══ Entries ══
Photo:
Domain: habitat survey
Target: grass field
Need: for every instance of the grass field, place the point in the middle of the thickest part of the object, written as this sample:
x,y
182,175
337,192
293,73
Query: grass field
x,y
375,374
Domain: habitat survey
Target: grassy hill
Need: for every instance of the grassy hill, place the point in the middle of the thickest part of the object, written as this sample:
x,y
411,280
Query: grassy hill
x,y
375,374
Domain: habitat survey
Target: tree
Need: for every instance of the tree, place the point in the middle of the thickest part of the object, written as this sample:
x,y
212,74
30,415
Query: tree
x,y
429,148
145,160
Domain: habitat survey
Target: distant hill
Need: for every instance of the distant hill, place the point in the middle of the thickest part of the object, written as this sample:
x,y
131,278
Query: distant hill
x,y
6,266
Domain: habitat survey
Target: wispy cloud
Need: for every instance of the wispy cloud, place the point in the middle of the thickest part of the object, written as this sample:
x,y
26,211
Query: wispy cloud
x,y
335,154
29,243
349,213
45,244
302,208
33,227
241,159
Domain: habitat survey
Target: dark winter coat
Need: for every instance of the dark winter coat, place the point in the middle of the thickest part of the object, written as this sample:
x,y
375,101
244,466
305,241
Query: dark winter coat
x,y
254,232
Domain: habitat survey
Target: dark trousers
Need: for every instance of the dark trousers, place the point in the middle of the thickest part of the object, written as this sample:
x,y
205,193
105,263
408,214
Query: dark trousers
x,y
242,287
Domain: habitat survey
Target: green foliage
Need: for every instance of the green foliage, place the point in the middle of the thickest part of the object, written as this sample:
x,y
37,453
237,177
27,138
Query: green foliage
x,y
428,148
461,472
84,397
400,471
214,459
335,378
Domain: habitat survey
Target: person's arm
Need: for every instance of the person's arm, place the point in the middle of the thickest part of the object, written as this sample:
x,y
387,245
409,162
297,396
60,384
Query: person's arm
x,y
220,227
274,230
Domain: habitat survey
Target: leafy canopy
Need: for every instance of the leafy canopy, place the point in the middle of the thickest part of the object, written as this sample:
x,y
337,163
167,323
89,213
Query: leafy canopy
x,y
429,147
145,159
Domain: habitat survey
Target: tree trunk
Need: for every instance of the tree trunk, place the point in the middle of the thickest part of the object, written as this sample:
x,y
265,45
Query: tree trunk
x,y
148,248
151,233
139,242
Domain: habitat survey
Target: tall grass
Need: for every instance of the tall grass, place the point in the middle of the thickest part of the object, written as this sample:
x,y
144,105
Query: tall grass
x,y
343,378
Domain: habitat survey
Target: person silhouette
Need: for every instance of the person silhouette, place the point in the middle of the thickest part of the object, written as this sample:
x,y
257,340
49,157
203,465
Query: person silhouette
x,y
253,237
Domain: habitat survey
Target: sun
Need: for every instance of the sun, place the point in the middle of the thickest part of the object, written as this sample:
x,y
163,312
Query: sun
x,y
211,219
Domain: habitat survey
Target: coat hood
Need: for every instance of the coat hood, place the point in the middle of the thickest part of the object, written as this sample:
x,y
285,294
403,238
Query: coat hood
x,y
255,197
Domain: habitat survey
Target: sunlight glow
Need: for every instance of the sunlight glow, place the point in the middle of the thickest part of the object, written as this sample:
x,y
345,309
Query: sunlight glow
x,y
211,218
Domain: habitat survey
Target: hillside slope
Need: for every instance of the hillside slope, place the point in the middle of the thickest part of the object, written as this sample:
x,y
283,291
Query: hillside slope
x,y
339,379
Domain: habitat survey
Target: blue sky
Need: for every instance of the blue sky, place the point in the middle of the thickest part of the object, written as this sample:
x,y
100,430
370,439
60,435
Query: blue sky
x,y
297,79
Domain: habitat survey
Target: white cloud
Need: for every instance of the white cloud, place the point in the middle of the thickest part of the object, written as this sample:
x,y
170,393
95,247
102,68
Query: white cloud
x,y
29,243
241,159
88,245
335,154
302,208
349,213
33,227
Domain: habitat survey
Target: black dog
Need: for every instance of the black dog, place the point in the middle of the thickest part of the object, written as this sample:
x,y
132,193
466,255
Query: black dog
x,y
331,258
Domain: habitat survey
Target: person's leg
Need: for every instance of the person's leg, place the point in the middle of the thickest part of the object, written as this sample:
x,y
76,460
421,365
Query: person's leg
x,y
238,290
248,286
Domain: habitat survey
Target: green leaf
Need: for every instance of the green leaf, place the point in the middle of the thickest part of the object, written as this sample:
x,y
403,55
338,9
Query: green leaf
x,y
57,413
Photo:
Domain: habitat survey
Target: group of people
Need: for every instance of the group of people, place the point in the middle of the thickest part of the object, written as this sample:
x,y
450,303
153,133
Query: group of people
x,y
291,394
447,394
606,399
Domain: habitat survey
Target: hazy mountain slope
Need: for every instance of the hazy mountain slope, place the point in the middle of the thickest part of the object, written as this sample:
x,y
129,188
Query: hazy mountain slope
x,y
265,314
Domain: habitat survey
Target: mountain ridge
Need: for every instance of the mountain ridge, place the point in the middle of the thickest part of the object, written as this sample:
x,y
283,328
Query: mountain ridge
═══
**Required task**
Every line above should be retyped exactly as given.

**Answer in full**
Photo:
Domain: habitat survey
Target: grass field
Need: for every instance of the grass field, place the point in the middle of the thickest part of the object, written as this sample:
x,y
182,175
337,192
293,73
Query: grass field
x,y
375,374
Domain: habitat survey
Target: grassy hill
Need: for every instance of the grassy hill, place the point in the middle of the thickest part of the object, written as this sample:
x,y
411,280
Query: grassy hill
x,y
375,374
Domain: habitat survey
Target: tree
Need: for every instance of the tree, place the point in the middle of the thickest part of the object, written as this sample:
x,y
212,74
30,415
Query: tree
x,y
429,148
145,160
Domain: habitat survey
Target: distant hill
Need: for every instance of the distant hill, place the point in the middle of the thickest part of the object, written as this sample:
x,y
131,278
Query: distant hill
x,y
6,266
Domain: habitat survey
Target: wispy cloud
Need: for every instance of the wispy cloud, place the point in the middle of the thickest part of the object, written as this sample:
x,y
26,211
Query: wispy cloud
x,y
335,154
29,243
349,213
45,244
302,208
33,227
241,159
Domain: habitat survey
Target: dark winter coat
Need: for every instance of the dark winter coat, place the point in the middle of the thickest part of the object, written as this sample:
x,y
375,101
244,466
305,241
Query: dark winter coat
x,y
254,232
Domain: habitat survey
Target: dark trousers
Need: for every instance of the dark trousers, place the point in the middle of the thickest part of the object, written as this sample:
x,y
205,193
105,263
408,214
Query: dark trousers
x,y
242,287
Domain: habitat survey
Target: green foliage
Need: for every instance of the green foliage, place the point in the middle of the thickest part of the object, written as this sample:
x,y
37,453
237,177
27,138
Query: green foliage
x,y
428,148
461,472
84,397
400,471
214,459
335,378
Domain: habitat survey
Target: person's arm
Need: for every instance of the person's arm, place the point in the middle of the thickest part of the object, written as this sample:
x,y
387,245
409,162
297,396
60,384
Query: person's arm
x,y
220,227
274,230
Domain: habitat survey
Target: leafy canopy
Need: for every instance of the leafy canopy, place the point in the middle of the thickest part of the object, written as this sample:
x,y
337,163
167,323
89,213
Query: leafy canopy
x,y
429,147
145,159
Domain: habitat survey
Target: tree trunk
Need: for every instance of the tree trunk, place the point in the middle of the thickest part of the object, written as this sample:
x,y
265,45
Query: tree trunk
x,y
148,248
151,233
139,242
Domain: habitat survey
Target: tall grass
Need: for every instance of the tall grass, place the point in the middle of the thickest part of the object, written as this sample:
x,y
144,105
Query: tall grass
x,y
343,378
Domain: habitat survey
Target: person silhouette
Need: for every instance of the person silhouette, place the point in the middle of the thickest part of the object, written as this sample:
x,y
257,340
49,157
203,465
Query: person silhouette
x,y
253,237
Domain: habitat survey
Target: sun
Need: for every instance of the sun, place the point in the middle of the thickest part of the object, written as this sample:
x,y
163,312
Query: sun
x,y
211,219
Domain: habitat survey
Target: coat hood
Need: for every instance of the coat hood, place the point in the middle of the thickest part of the object, written as this sample:
x,y
285,294
403,238
Query: coat hood
x,y
255,197
Domain: habitat survey
Target: sunlight glow
Need: for every instance of the sunlight glow, place the point in the middle of the thickest part of the object, written as this sample:
x,y
345,309
Query: sunlight glow
x,y
211,218
Domain: habitat survey
Target: hillside slope
Need: for every instance of the hillside slope, place the point in the middle of the thickest part of the object, written as this sample:
x,y
283,291
Query: hillside slope
x,y
339,379
Domain: habitat survey
Target: blue sky
Need: for every instance of the blue sky, place the point in the middle of the thickest part of the object, written as this sample:
x,y
100,430
370,439
60,435
Query: blue sky
x,y
297,79
Domain: habitat survey
Target: white cloud
Need: for every instance of the white cloud, place the point in the middle of the thickest part of the object, written as this sample:
x,y
170,393
95,247
102,68
Query: white cloud
x,y
29,243
241,159
88,245
335,154
302,208
349,213
33,227
Domain: habitat survey
Target: black dog
Need: for every instance of the black dog, place the point in the middle of the thickest part of the object, written as this sample:
x,y
132,193
466,255
Query: black dog
x,y
331,258
Domain: habitat survey
Target: person's leg
Need: for every instance of the person's leg, place the point in the middle of the thickest part of the object, written as this sample:
x,y
76,460
421,365
Query: person's leg
x,y
238,290
248,286
Domain: habitat survey
Target: green leaf
Need: for every instance of the green leaf, place the point in the middle of the thickest part of the object, written as this sample:
x,y
403,55
338,9
Query: green leaf
x,y
57,413
Photo:
Domain: habitat survey
Target: group of people
Need: for every instance of the group of people, place the point in the middle of the thickest part of the object, written as this sample:
x,y
450,303
153,133
Query: group of people
x,y
291,394
447,394
606,399
Domain: habitat survey
Target: hazy mountain slope
Need: for every instance of the hazy mountain slope, place the point in the middle of the thickest part of the object, written as this sample:
x,y
129,188
Query: hazy mountain slope
x,y
265,314
Domain: habitat survey
Target: mountain ridge
Need: for every instance of the mountain ridge, place the point in the middle of the thickest part of the object, written as this sample:
x,y
283,328
Query: mountain ridge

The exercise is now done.